Set task => Reproduce exactly the lines below, starting with the line that contains "Locate the group" and ending with the last line of the records, both included, and nothing else.

Extracted entries =>
- - -

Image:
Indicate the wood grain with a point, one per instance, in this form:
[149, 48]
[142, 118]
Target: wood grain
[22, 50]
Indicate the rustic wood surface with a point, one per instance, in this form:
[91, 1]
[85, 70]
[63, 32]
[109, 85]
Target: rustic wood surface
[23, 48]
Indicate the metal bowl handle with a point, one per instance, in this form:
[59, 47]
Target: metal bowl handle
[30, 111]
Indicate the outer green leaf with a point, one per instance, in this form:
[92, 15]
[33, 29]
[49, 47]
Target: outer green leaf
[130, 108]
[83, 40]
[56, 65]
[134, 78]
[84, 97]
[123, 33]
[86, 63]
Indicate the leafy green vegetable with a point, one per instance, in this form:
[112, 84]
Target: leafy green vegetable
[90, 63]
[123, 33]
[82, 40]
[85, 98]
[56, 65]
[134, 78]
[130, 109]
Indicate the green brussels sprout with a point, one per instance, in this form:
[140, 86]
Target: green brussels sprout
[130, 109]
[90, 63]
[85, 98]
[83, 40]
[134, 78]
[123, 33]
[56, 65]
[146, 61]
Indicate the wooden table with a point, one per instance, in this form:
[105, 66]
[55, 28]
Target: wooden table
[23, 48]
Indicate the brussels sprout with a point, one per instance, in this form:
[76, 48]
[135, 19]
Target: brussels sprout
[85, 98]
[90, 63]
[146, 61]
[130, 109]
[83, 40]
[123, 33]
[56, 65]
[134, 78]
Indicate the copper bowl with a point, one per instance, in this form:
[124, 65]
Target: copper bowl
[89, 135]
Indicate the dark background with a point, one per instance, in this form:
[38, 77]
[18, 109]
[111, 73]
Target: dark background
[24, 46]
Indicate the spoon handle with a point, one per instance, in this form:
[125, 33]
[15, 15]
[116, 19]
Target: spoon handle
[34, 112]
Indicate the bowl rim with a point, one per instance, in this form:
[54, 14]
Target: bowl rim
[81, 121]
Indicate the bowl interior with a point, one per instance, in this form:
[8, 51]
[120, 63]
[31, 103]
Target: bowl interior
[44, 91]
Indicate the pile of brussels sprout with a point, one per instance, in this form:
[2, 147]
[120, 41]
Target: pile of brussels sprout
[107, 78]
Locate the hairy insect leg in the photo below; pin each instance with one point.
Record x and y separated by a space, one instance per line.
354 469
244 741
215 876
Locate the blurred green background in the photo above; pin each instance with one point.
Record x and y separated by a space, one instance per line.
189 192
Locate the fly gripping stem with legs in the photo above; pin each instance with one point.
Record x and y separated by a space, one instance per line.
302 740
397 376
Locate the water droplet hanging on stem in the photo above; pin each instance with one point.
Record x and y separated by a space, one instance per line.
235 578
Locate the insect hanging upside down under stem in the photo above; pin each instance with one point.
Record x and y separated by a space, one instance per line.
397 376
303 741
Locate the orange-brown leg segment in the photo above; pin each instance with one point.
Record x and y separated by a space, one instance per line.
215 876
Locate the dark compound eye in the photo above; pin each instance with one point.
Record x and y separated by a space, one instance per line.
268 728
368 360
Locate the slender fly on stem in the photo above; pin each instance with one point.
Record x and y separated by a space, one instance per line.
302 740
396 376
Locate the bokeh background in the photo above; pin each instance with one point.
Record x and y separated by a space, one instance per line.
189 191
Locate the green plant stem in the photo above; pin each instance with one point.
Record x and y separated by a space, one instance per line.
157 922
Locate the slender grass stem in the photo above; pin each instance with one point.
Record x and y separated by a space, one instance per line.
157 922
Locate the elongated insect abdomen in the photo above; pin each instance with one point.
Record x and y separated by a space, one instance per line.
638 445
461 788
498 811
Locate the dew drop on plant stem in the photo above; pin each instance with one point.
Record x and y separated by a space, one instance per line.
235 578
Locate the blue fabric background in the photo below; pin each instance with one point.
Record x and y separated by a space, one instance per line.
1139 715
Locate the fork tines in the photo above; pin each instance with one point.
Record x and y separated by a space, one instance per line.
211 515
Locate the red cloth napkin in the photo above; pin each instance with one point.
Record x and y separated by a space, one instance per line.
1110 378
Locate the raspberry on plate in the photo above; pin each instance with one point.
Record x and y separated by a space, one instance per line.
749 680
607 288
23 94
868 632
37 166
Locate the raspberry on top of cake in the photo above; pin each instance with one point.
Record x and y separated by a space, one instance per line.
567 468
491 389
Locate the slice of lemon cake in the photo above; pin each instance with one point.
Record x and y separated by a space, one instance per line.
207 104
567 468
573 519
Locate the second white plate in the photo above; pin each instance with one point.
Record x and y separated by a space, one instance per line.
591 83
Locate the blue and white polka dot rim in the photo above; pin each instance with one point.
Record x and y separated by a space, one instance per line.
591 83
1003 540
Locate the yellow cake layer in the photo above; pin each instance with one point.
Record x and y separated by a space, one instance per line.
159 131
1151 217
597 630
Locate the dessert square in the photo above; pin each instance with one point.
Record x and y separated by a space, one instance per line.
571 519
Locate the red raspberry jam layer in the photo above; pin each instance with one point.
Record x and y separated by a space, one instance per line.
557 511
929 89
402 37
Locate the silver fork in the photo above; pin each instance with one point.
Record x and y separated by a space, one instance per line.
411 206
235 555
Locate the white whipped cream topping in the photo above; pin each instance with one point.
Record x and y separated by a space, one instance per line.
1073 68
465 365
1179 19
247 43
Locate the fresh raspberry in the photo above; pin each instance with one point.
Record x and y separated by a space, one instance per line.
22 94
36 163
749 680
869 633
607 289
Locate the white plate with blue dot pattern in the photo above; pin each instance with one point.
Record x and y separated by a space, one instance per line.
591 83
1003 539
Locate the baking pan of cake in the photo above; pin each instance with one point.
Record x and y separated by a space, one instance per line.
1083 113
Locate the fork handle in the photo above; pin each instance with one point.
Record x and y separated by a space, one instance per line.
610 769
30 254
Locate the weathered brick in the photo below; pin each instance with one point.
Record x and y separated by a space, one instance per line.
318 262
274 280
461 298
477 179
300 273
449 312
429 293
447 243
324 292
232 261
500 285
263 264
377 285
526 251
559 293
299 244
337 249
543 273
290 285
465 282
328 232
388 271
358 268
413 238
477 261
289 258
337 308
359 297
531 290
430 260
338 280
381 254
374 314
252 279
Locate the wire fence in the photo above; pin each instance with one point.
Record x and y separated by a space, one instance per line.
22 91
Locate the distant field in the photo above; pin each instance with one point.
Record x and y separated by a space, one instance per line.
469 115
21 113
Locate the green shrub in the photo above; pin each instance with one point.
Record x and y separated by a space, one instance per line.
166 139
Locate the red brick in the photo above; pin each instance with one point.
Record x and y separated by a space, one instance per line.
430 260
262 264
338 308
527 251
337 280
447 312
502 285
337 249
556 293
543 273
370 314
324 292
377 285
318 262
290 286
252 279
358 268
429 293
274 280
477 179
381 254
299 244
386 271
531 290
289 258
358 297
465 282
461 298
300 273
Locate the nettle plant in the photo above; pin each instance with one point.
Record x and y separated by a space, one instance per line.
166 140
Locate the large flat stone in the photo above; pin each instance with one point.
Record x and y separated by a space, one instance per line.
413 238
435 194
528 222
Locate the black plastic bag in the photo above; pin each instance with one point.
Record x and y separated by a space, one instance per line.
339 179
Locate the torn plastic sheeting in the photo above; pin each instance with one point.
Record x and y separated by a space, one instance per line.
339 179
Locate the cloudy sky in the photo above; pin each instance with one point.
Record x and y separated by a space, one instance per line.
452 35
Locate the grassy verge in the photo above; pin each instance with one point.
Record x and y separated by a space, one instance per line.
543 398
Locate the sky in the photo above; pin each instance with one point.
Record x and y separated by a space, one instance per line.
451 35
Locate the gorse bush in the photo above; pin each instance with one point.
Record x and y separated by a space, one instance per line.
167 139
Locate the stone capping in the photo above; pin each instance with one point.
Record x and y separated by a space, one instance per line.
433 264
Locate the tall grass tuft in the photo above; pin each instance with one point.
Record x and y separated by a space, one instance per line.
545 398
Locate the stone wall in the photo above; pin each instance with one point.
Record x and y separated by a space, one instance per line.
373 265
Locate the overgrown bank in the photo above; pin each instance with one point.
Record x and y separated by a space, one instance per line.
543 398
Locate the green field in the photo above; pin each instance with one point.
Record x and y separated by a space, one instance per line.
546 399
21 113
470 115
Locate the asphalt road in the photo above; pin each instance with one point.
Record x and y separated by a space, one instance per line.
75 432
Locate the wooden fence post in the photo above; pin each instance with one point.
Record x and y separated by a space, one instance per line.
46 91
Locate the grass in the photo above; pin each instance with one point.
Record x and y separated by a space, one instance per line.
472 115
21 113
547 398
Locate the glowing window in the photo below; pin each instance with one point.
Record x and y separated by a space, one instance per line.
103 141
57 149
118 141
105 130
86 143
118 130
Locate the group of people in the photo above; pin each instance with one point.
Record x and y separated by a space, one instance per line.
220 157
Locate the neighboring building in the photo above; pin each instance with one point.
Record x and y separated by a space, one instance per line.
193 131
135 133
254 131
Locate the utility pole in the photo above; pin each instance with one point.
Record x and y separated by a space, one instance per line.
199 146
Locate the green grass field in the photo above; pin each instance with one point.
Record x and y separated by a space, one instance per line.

- - -

Exercise output =>
Locate the group of people in the photo above; pin each instance with one point.
Record x and y separated by a space, one instance per line.
220 157
Locate the neighboring building in the photo above; pin each instance with one point.
Record x and y separated by a space, one instance per line.
193 131
135 133
254 131
Locate the utility pole in the photo above; pin each instance with one point.
Record x and y separated by a space, one instance per line.
199 146
Locate the green grass field in the photo above; pin each instance with one point.
Record x and y separated by a space, one instance per line.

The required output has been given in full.